It can be hard to tell the difference between a $200 snowboard jacket and a $700 one. Before you buy a super-premium brand-name jacket that might not be right for you, consider what type of snowboarder you are. If you’re a casual weekend resort boarder, for example, a hardcore technical jacket is probably overkill. Likewise, if you’re a backcountry-only snowboarder, you’ll definitely want a jacket with a high degree of mobility that’s breathable, ultra-durable, and highly waterproof to keep you safe and comfortable off-piste.
Over the past six months, our team researched, evaluated, and personally tested many of the top-reviewed, best-selling snowboard jackets on the market. We compared every key feature, including durability, weight, comfort, wind- and weatherproofing, aesthetics, and, of course, price—all so you don’t have to. Keep scrolling to see our top 9 snowboard jackets worth buying in 2024.
Cosmic Jacket Primo
The Cosmic 3L Primo Jacket from Trew Gear is not only one of the brand's originals but also its best-selling snowboard jacket. With bombproof durability, fantastic breathability and waterproofing, and bold good looks, we're not surprised.
This is a high-performance, non-insulated shell jacket designed for serious backcountry skiers and snowboarders. It's made with a 3L Primo fabric that's fully seam-taped with 3L tape for maximum breathability and waterproofing. With a 20,000mm waterproof rating and a 20,000g/m2 breathability rating, it's the highest-rated snowboard jacket Trew Gear offers. Our team found the fabric to be denser than most other jackets we tested, which really gives it an edge in keeping wind and snow out. The solid list of features includes a relaxed fit, articulated sleeves, 16-inch pit zips, and a helmet-compatible hood, making it ideal for long days in the mountains. Bonus: Four oversized external zippered pockets and a pass pocket, plus two large mesh dump pockets on the inside, all add up to plenty of storage.

__SHORT TASK 1__: Quote the snowboard jacket review between "Cosmic Jacket Primo" and "we're not surprised.", inclusive.
__SHORT TASK 2__: What waterproof rating does the snowboard jacket review give the Cosmic 3L Primo Jacket?
Work only from the snowboard jacket review.

__COLLECTED MATERIAL__:
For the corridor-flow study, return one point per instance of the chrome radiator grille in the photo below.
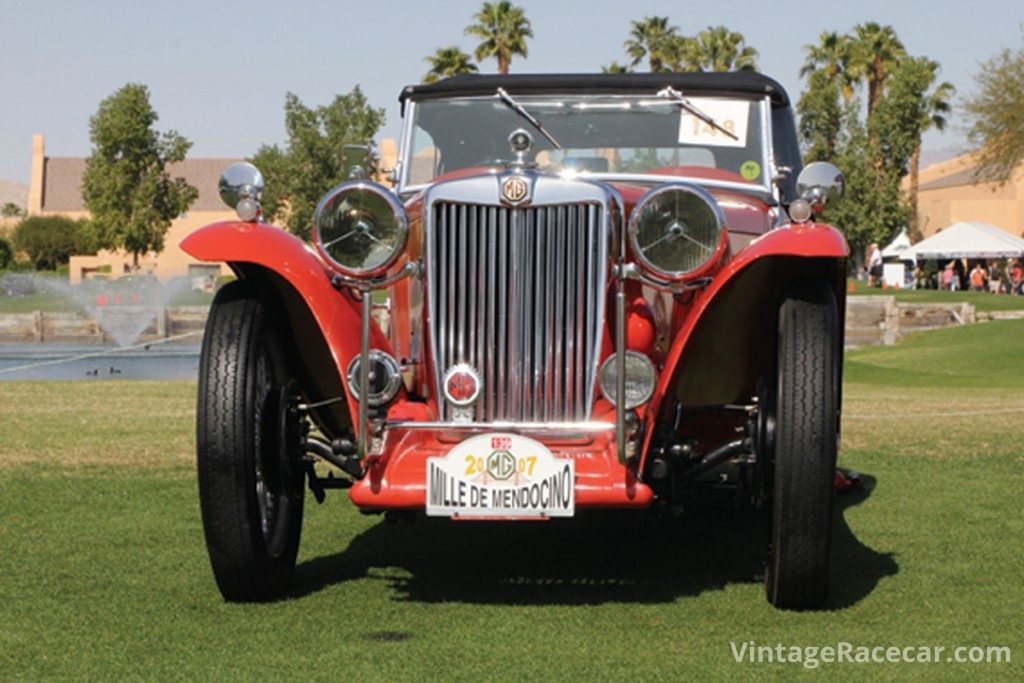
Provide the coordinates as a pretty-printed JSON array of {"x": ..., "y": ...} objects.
[{"x": 518, "y": 295}]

__EXPECTED OUTPUT 1__:
Cosmic Jacket Primo
The Cosmic 3L Primo Jacket from Trew Gear is not only one of the brand's originals but also its best-selling snowboard jacket. With bombproof durability, fantastic breathability and waterproofing, and bold good looks, we're not surprised.

__EXPECTED OUTPUT 2__: 20,000mm